---- Supplied entries
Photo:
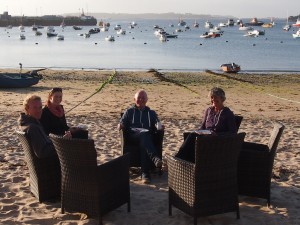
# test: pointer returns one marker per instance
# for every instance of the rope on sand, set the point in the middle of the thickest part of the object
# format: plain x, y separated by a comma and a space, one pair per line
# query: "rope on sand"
108, 80
161, 77
283, 98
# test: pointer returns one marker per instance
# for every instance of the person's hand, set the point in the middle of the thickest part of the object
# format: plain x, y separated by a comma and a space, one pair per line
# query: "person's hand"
67, 134
120, 126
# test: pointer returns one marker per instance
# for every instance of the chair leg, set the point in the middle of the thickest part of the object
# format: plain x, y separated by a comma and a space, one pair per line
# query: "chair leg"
128, 206
195, 220
100, 220
170, 209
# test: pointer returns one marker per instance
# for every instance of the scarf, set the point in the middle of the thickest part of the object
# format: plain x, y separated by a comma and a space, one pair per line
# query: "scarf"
56, 110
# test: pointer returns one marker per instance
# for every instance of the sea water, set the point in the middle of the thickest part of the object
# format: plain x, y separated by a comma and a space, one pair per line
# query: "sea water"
140, 49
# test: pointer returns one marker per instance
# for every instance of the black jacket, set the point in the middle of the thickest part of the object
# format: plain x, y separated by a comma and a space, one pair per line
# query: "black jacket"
40, 142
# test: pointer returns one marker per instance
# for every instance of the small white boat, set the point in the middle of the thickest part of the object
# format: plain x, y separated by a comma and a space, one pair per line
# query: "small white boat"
297, 34
208, 25
38, 33
297, 24
21, 28
243, 27
60, 37
22, 37
121, 31
223, 25
287, 27
77, 28
110, 38
181, 23
104, 28
216, 30
163, 38
196, 24
117, 27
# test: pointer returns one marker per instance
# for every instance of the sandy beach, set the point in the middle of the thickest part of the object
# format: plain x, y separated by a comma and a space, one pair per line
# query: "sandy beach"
179, 99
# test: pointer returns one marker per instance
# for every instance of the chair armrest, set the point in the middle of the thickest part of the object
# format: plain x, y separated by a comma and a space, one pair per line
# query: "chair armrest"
181, 173
114, 173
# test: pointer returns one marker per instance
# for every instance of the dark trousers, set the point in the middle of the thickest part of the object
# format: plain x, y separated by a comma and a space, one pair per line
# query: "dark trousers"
187, 149
148, 150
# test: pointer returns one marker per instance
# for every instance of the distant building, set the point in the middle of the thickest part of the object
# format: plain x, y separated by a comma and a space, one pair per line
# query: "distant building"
5, 16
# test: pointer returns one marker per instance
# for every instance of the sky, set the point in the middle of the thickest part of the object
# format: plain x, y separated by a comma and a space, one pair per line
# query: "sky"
235, 8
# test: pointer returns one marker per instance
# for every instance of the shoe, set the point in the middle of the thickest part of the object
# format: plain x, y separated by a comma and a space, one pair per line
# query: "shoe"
146, 178
157, 162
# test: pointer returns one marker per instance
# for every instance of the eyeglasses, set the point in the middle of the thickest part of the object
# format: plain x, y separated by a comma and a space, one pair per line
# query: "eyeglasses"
56, 90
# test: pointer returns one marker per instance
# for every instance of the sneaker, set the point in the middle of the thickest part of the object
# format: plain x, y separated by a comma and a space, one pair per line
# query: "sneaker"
--------
== What the task asks ==
Each entry shown above must be quoted exactly, with its pictures left out.

== Answer ==
Photo:
# test: pointer returns one marker per instance
# for every instance of the rope on sand, set the point in the middle of the thickest part of the object
# format: plain x, y separated by a comma and a space, one pair per line
# query: "rope on sand"
108, 80
161, 77
283, 98
# test: pointer returns one marker per instance
# for every instance of the person's hand, set the point in the middle of the thickest part of the object
# format: plain x, y separated by a comma and a space, one pair per line
# query: "person's hand"
67, 134
120, 126
# test: pointer returns one marker per instance
# for every instance of the chair leg, set the point in the middle of the thickest part of the object
# format: plain x, y separated by a comma and a space, one pair per line
# query: "chair leg"
128, 206
195, 220
100, 220
170, 209
# test: pointer returns one marker per instance
# for every instance of the scarf, set the point in the middle of the thickest part of the object
# format: plain x, y separated by a comma and a space, one pair per line
# query: "scarf"
56, 110
# test: pointer returns one marker per instance
# for every instance of the sea water, set the point in the middle of the thickest part of the object
# format: plain x, y separated by a comma and a space, one pair per line
# query: "sea water"
140, 49
# test: pointer returns one marker per instance
# for every instance of the black jacket, set the point in the middle of the thickest part of the object
# format: plain x, y separated by a comma and a space, one pair per line
# query: "black jacket"
40, 142
# test: pointer returns one marker per instance
# for every instance of the small white boat, set the point in the middle of the thickest part of the object
# format: plain x, y separated by a comma and a space, one pair per line
# query: "small white boat"
297, 34
208, 25
38, 33
297, 24
21, 28
243, 27
60, 37
22, 37
121, 31
223, 25
287, 27
77, 28
110, 38
181, 23
104, 28
216, 30
163, 38
196, 24
117, 27
# test: pointer returns one marker per instance
# for every instance of the sandy beach, set the point in the middle of the thickest part of the object
# format: plain x, y separated by a comma and a space, one pair per line
# query: "sandy beach"
179, 99
# test: pointer returns one marker per instance
# for every instance of the chair armrest, set the point in the middle of the thickest part of the object
# format: plain x, y separated by a comma and a space, one pair per line
# query: "chair armrest"
181, 173
114, 173
# test: pointer returns one marker per instance
# for every instance of the dark trousers, set the point in the middle of the thickest part of the object
# format: plain x, y separated by a comma and a space, one pair per line
# query: "dark trousers"
187, 149
148, 150
# test: pointer returns one marker per instance
# for every instance of the distant building, set the point in the middle of the thickest part of the object
# format: plain x, y separated by a comma and a space, one pair per line
# query: "distant building"
5, 16
# test: pointer returns one marker per instance
# for every instance of the sky, set the point in the middle of the thickest part of the object
# format: plain x, y separated by a comma and a space, one pair per line
# query: "sky"
235, 8
# test: pointer returns one marker per instance
# for every instance of the shoe, set the point in the middle of the thickest part of the object
# format: plain x, y separated by a comma and a space, one pair per line
# query: "shoe"
146, 178
157, 162
# test: pointer returns one marker per instance
# for every instance of the eyeglasses, set the point in the middle of the thickest part of the object
# format: plain x, y separated by a comma and a space, one pair per line
# query: "eyeglasses"
56, 90
# test: pointer returns one marker per instance
# for every instance of the sneaker, set the point in the middle of the thickest part of the object
# format: plain x, y separated by a comma and a space, one pair per line
# query: "sneaker"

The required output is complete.